▶ _ABOUT THIS EXERCISE_
Continue the blog post about externalizing memory from the point where it stops.

▶ _TEXT SEGMENT_
Thoughts in your head exist in a wonderful state. Each thought is like a whole tree of spindly little branches and leaves connecting to other thoughts and providing context. When you write down a thought or bookmark a site, it's like just getting the trunk.
Sometimes you can get more. When I write down a thing to do on a future date on my calendar, it's accessible in a nice state. If I take a photo of a memory, it's often easier to remember the full context of the memory than it is if I just write it down. But you can never get the full memory tree.
But you do get two benefits from externalizing memory. First, (semi-)permanence. Especially when it's in The Cloud. My blog will last at least as long as Google. (maybe longer, if I back it up myself too.) This is useful even in the short term: the other day, I forgot that I blogged this article, and then I found it again, and now I'm starting a new post based on EEGs and wakefulness.
Anyway, the second benefit to externalizing memory is the ability to quit worrying about it. Working memory is crucial to everything, and tiny (that old "7 +/- 2"). Say I have "remember to do this thing next Saturday" holding up one chunk of memory, now I'm down to 6 +/- 2. Losing a chunk of working memory is like losing a finger. So I write it down on Google Calendar, tell it to email me a reminder, and then I get my finger back.
So I feel like I'm down a few fingers. Here are some things I'd like to externalize:
- Instead of worrying about "creating jobs" and making more work, let's use our prosperity to work less. Or redefine "work". Hell yes! I imagine a world where people work because they want to, not because they need to survive. Post-scarcity world. I'm pretty friggin' lucky enough to live there now. What happens when everyone does? Could the US, big as it is, survive this transition? Could any country?
- I continue to dig Alex Pang's Contemplative Computing blog. Quote from the Buddha: "The Buddha's laboratory was himself, and he generalized his findings to cover all human beings." Follow the link to "program of weight loss"; it's pretty good. Well researched, yet readable, and touches on a lot of things I'm interested in.

▶ _DATASET_
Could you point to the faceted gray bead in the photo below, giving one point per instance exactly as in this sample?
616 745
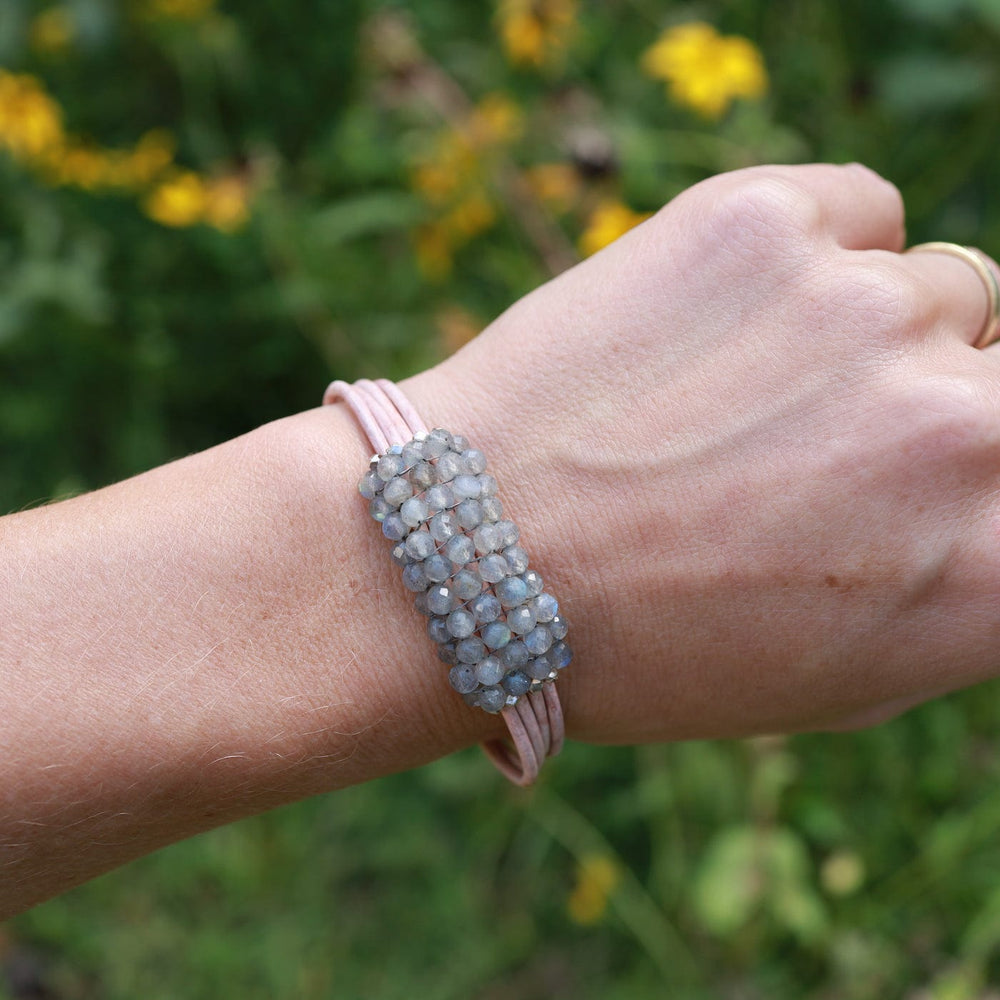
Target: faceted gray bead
414 578
433 447
397 491
492 699
538 640
466 585
437 568
486 539
439 497
539 668
492 509
444 525
489 671
546 607
512 591
470 650
370 484
470 514
514 655
460 549
437 630
379 509
423 475
420 545
390 466
475 461
560 654
493 568
463 678
467 487
496 635
521 620
440 600
412 453
486 608
516 683
461 624
450 465
508 532
393 527
414 512
516 558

▶ _YOUR RESPONSE_
- Another link off that, this time to "What Actually Was the Stone Age Diet?", maybe the best explanation of "caveman/paleo/etc" diets. It's somewhat professional, remarkably free of histrionics, not affiliated with anyone who wants to sell his own book, and boils down to:
1. There was no one "Stone Age Diet." Over the last couple hundred thousand years, humans ate roots and berries and meat, or cooked roots and tubers, or a wide range of plants and some meat, or a ton of meat.
2. The only things that we certainly haven't eaten for more than ~5000 years are cereal grains and milk.
3. Even then, we don't know how long it takes our body to adapt to a new diet.
My conclusions remain mostly the same: I'm not interested in counting carbs vs. proteins, but I remain open to the possibility that grains aren't awesome for us. Still gotta run that next experiment. (my plans are to do this in April, when my life has stabilized a bit.)
- arg side note on food which is disappointing because I had a great segue to get back into talking about self-monitoring. I don't know where or why I picked up Josh Whiton's blog in my Google Reader, but it's great. He talks about food here; I'm intrigued. (he just wrote about monks too. Always cool.)
- arg arg side note about monks: if I were that 93 year old 70-year monk, I feel like I'd be sort of upset about my life! I'm sure he's not. But still! This is why I'm feeling the "worldly AND monkly success" path instead of the "mountaintop" one. (possibly I am brilliant; more likely I am too naive and restless.)
- okay back to self monitoring/experimenting. It's hitting the mainstream. Also led me to Seth Roberts, who might be crazy (ad hominem alert!), but has written some stuff that's inspiring about research I care about anyway.
- incidentally, Readability is a breath of fresh air in the smoggy Beijing of the internet.